--- Text passage Enclosed Below ---
Another client was Deanna O’Donnell, a municipal judge in Parma and mother of four. She had been married for 23 years when her husband was killed in a construction accident. “I met [Bashein] and he did not treat me at all like a client; he treated me like a woman in mourning,” she recalls. “He was so kind, so considerate, so thoughtful to the pain I was going through. It wasn’t about a case, not about winning or losing; it was about showing compassion to a woman and her children.
“My husband’s name was Craig, too. And [Bashein] just told me that everyone in the courtroom—every attorney, the judge, everyone—they are going to know who Craig was and what kind of a father he was. My husband was everything to me, and I just wanted people to know that. And without asking me, he understood—that the kids and I wanted everyone there to know what a great man my husband was. Craig did that for us.”
A day and a half after the trial began, both parties agreed to a confidential settlement.
“I think being a trial lawyer is storytelling,” Bashein says. “When I’m involved in a case, early in discovery, I’m telling that story. And in the cases we are involved in, it is sure to be a great story. If I’m representing a family who’s lost a loved one or experienced a catastrophic injury, there’s a story to tell about the family and what happened to that individual—and more often than not, it’s about egregious conduct that led to that tragedy.”
After so many of these cases, does a personal injury attorney start to view the world as an abnormally dangerous place?
“My kids accuse me of being way too cautious, of not letting them do things,” he says, laughing. He has three teenage children. “It’s funny, there’s probably not a lot of trial lawyers who have trampolines in the backyard, if you know what I mean. It does jade you a bit.”
Bashein changes subjects. “Do you want to see the war room?” he asks.
In contrast to the bright contemporary décor of the rest of the house, the war room, on the second floor, is wood-paneled and filled with antiques. It feels like entering another place, another time.
It’s not about his wars in the courtroom. Bashein has a fascination with the Civil War, particularly the Battle of Gettysburg. Displayed in cases on the wall and lining the floor are artifacts of the battle, bought and bartered from dealers and collectors. Many came right off the battlefield. There are complete uniforms for both Union and Confederate forces; guns dug up from the Pennsylvania soil; and folk art monuments encrusted with bullets, wood and scrap pulled off the Gettysburg landscape.
--- End of Enclosed Text passage ---
What the task requires:
Copy the text about Bashein word for word, starting at "Bashein changes subjects." and ending at "the Gettysburg landscape.". The entries play no part in this exercise.
--- Given data Enclosed Below ---
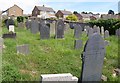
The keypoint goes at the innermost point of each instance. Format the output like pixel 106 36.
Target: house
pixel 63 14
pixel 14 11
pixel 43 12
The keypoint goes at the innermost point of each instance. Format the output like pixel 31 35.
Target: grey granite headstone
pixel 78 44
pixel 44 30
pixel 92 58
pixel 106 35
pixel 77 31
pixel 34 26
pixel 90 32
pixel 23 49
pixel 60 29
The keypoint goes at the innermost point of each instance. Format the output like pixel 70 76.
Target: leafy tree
--- End of Enclosed Given data ---
--- Given data Enclosed Below ---
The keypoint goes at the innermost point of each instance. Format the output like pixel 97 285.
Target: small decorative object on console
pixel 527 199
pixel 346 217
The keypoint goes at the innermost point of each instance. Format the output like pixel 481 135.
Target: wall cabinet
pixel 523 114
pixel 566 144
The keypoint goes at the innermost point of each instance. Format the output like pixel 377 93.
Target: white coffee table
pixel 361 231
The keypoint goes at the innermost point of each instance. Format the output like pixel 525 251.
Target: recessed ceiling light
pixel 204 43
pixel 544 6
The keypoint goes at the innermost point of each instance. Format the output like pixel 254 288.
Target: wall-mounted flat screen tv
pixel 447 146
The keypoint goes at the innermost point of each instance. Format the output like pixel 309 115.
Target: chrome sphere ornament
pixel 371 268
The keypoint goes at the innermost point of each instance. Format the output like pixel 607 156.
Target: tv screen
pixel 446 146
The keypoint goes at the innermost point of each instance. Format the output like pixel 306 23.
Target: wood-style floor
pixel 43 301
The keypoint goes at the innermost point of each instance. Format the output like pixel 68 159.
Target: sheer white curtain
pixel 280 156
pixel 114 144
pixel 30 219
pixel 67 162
--- End of Enclosed Given data ---
--- Given data Enclosed Below ---
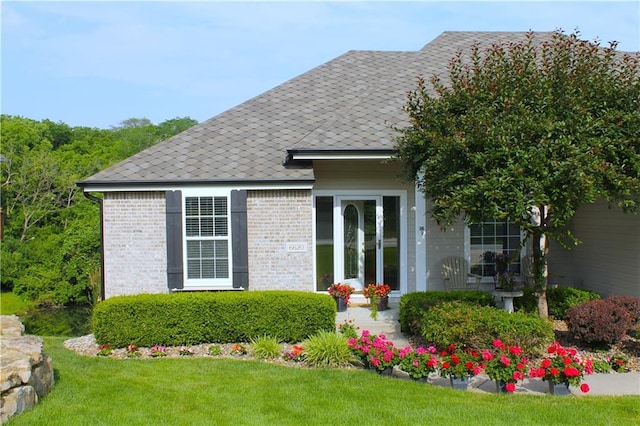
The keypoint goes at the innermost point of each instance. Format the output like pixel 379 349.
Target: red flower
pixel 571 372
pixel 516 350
--- End of Enclosed Given data ---
Exercise solution:
Bashein changes subjects. “Do you want to see the war room?” he asks.
In contrast to the bright contemporary décor of the rest of the house, the war room, on the second floor, is wood-paneled and filled with antiques. It feels like entering another place, another time.
It’s not about his wars in the courtroom. Bashein has a fascination with the Civil War, particularly the Battle of Gettysburg. Displayed in cases on the wall and lining the floor are artifacts of the battle, bought and bartered from dealers and collectors. Many came right off the battlefield. There are complete uniforms for both Union and Confederate forces; guns dug up from the Pennsylvania soil; and folk art monuments encrusted with bullets, wood and scrap pulled off the Gettysburg landscape.